Satani

Regions with significant populations
- South India Andhra Pradesh, Telangana, Tamil Nadu, Karnataka,Maharashtra,Odisha,Gujarat

Languages
- Telugu, Tamil, Kannada, Odia, Marathi, Gujarati

= Satani (caste) =

Temple servant community in south India

Satani is a community that renders temple services in the states of Andhra Pradesh, Karnataka, Gujarat, Maharashtra, Odisha, Tamil Nadu and Telangana in India. Traditionally, they rendered a variety of services as supervisors and purohits of temples, guardians of temple properties, heralds, singers and torch-bearers at festivals, bodyguards of Jiyars, and providers of umbrellas, flower garlands, and namam clay. They have claimed Brahmin status, although this has been contested by Brahmins as they do not wear the sacred thread and they do not study or chant/recite Sanskrit Vedas or Gayatri Mantra, but they study and recite only Naalayira Divya Prabandham written by Alvars. They are currently included in the Other Backward Classes (OBC) list by the central and state governments.

==Etymology==
The name 'Satani' may be a corruption of 'chyatani' or 'chyati' which means "acting according to prescribed rites". Satani is also said to be the shortened form of Sattadavan/Satanivadu, meaning the uncovered man or the one who does not wear the sacred thread. They are prohibited from covering three different parts of their bodies, viz., the head with Sikha, the body with the sacred thread, and the waist with the customary strip of cloth.

==History==
In social and religious customs, the Satani community is associated with the Tenkalai movement and have a long history from the time of Ramanuja and Guru-lineages and literature dating, from, at least the 15th century. They follow the egalitarian anti-caste Alvars/Bhagavata Vaishnavism formalized by Pillai Lokacharya and Manavala Mamunigal. Many follow a lifestyle (diet, dress, household appointments, and marriage considerations) that are strongly similar to that of the Tenkalai Iyengars. Their names have the honorary suffix Ayyangar, the title acharya, swamy, alwar, alvar, iah, iyya and the ayya honorific. They give special honour to the servants and insignia of Vishnu; considering themselves "servants of the servants" (Dasanudasa) of the lord and revere Hanuman, Garuda, Chakra, Panchajanya and Naamam. Above all, they honour the Alvars, especially Nammalvar, and recite the Alvar's hymns for domestic rituals. Most have received their initiation (Panca-samskara) from the Koil Annan Acharya lineage of Kantatai Ramauja mutt at Srirangam, Vanamamalai Mutt at Nanguneri and Paravastu Mutt at Tirupati.

────

Set problem:
In the Satani text, rewrite the passage from "Satani is a community" up to and including "and state governments.", replacing "temple services" with "temple duties". The material that comes next has no connection to the Satani text.

Information supplied:
────

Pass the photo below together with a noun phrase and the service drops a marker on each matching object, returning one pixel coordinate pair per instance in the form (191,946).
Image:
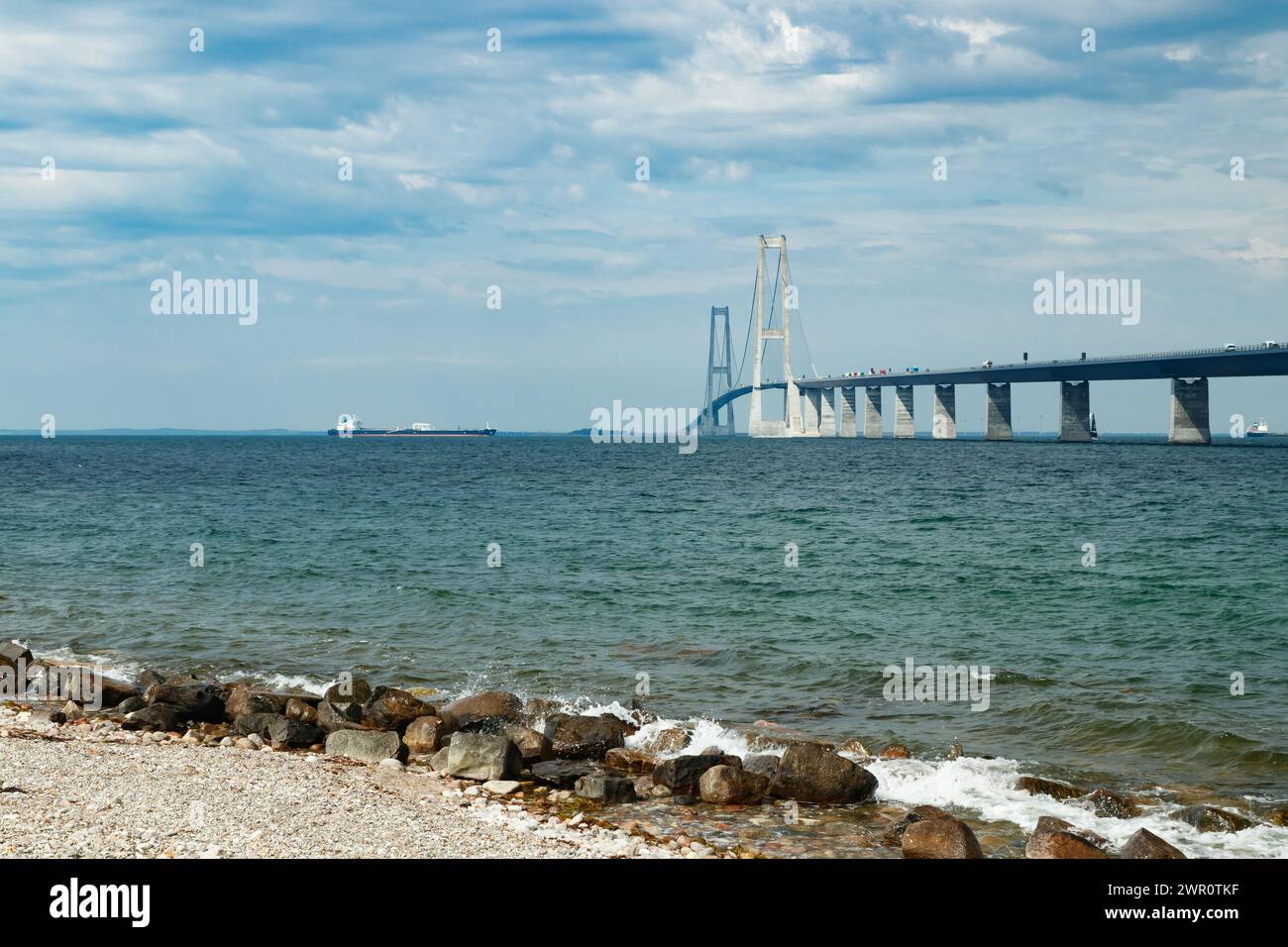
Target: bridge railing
(1137,356)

────

Response to this task:
Satani is a community that renders temple duties in the states of Andhra Pradesh, Karnataka, Gujarat, Maharashtra, Odisha, Tamil Nadu and Telangana in India. Traditionally, they rendered a variety of services as supervisors and purohits of temples, guardians of temple properties, heralds, singers and torch-bearers at festivals, bodyguards of Jiyars, and providers of umbrellas, flower garlands, and namam clay. They have claimed Brahmin status, although this has been contested by Brahmins as they do not wear the sacred thread and they do not study or chant/recite Sanskrit Vedas or Gayatri Mantra, but they study and recite only Naalayira Divya Prabandham written by Alvars. They are currently included in the Other Backward Classes (OBC) list by the central and state governments.